_Source excerpt:_

To test for bias in age measurement, we used linear regression models.[5] To remain method-agnostic, we will keep player data in its native format and not rely upon “seasonal pairs.” For each scenario, we regressed expected OPS on age for all performances (survivors and dropouts) and then ran a second model with the same specifications but which contains survivors only. Normally-distributed errors were assumed for both models.

To minimize the risk that any one simulation was unrepresentative, we resampled each scenario 50,000 times and averaged the results over all of them. Monte Carlo standard error for all estimates was .00001 or less.

Scoring

Our scoring methods are bias and mean squared error (MSE).

To determine bias, we test our ability to recover the aging penalties we specify from both our theoretical survivors and our dropouts. If we have avoided survivor bias, we should recover the same average aging effect from the survivors as we do from the combination of the survivors and the dropouts.

Arguably, the more important measurement is the MSE. To concern us, the biases must be substantial enough to overcome the natural variance in the system. In other words, if the bias at issue is so small that it gets swamped by variance, then very small biases may not affect player projections, even if they technically do exist. The MSE addresses this question for us.

Let’s begin with our conservative estimate of an aging effect: Five points lost per year for all players, surviving or not.

Scenario One: .005 aging penalty (5 OPS points per year on average across all batters)

OPS Pool Gap

All Performances

Survivors Only

Bias

MSE

Bias

MSE

40 points

-.00001

0

-.00001

0

100 points

-.00001

0

-.00001

0

200 points

-.00001

0

-.00001

0

300 points

-.00001

0

-.00001

0

The first column is our bias measurement, defined as distance away from the “true aging” penalty we specified above (-.005 or 5 points of lost OPS per year). Again, our goal is to recover that value when we work backwards through our model. If the recovered bias is over 0, that means it reflects a positive bias and is not penalizing players in that group enough; if it is less than 0, it is a negative bias and is penalizing players in that group too much.

_Request A:_
Summarize the excerpt on survivor bias in aging estimates in two sentences.
_Request B:_
From the excerpt on survivor bias in aging estimates, set down word for word the passage starting at "To determine bias, we" and ending at "and the dropouts.".
_Request C:_
Write the next part of the excerpt on survivor bias in aging estimates, picking up after its final sentence.

_Dataset section:_
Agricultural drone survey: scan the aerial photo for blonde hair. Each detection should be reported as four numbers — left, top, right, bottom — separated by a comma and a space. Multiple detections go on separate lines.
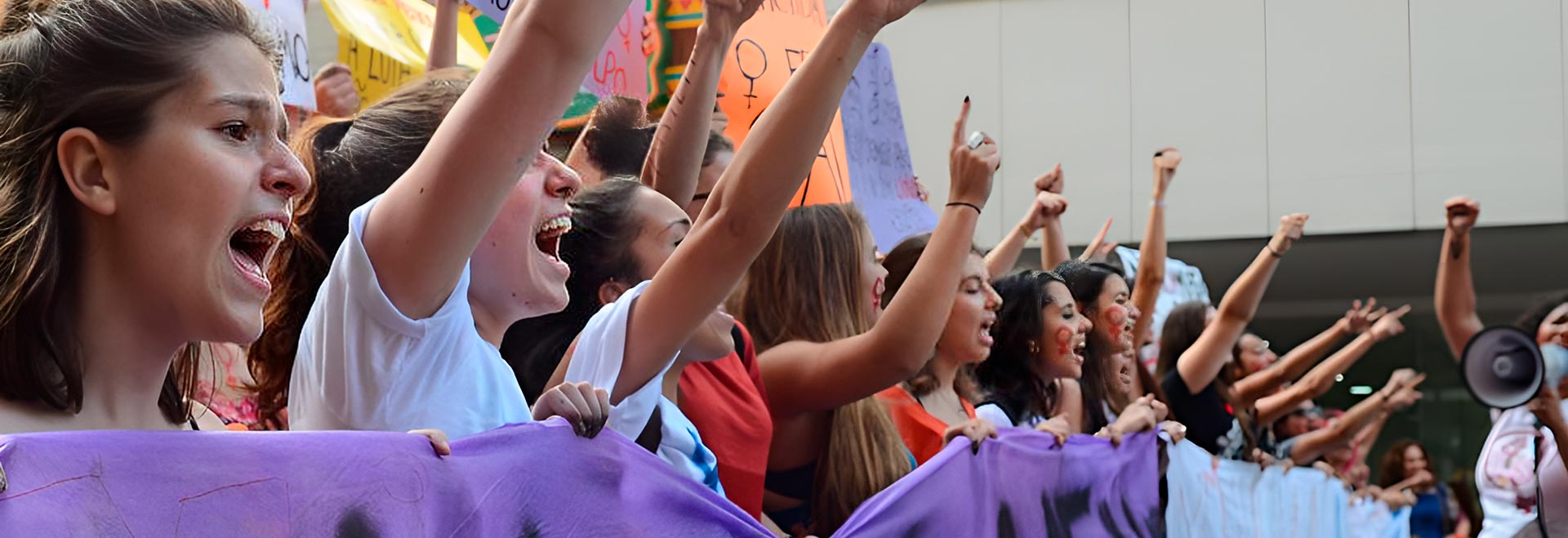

_Task output A:_
The excerpt tests for bias in age measurement with linear regression models, regressing expected OPS on age once for all performances (survivors and dropouts) and once for survivors only, with each scenario resampled 50,000 times and the results averaged. It scores the results by bias, checking whether the survivors yield the same average aging effect as survivors and dropouts combined, and by mean squared error, which shows whether any bias is substantial enough to overcome the natural variance in the system.

_Task output B:_
To determine bias, we test our ability to recover the aging penalties we specify from both our theoretical survivors and our dropouts. If we have avoided survivor bias, we should recover the same average aging effect from the survivors as we do from the combination of the survivors and the dropouts.

_Task output C:_
Here, both the “all players” group and the survivors-only group show the same amount of trace negative bias. But even with an average performance gap of 300 points of OPS (which is unrealistically large), the results do not become materially biased. We know this because the MSE for all models is zero, meaning that everyday variance swamps this nominal bias, and the bias simply does not matter.

This suggests that survivor bias could be a non-issue for OPS, provided the aging penalty is small on average. What if the aging penalty is larger? Let’s double it.

Scenario Two: .01 aging penalty (10 OPS points per year on average across all batters)

OPS Pool Gap

All Performances

Survivors Only

Bias

MSE

Bias

MSE

40 points

-.00001

0

-.00001

0

100 points

-.00001

0

-.00001

0

200 points

-.00001

0

-.00001

0

300 points

-.00001

0

-.00001

0

The numbers are . . . exactly the same. Doubling our annual overall aging effect did not have any effect whatsoever. So let’s double it again.

Scenario Three: .02 aging penalty (20 OPS points per year on average across all batters)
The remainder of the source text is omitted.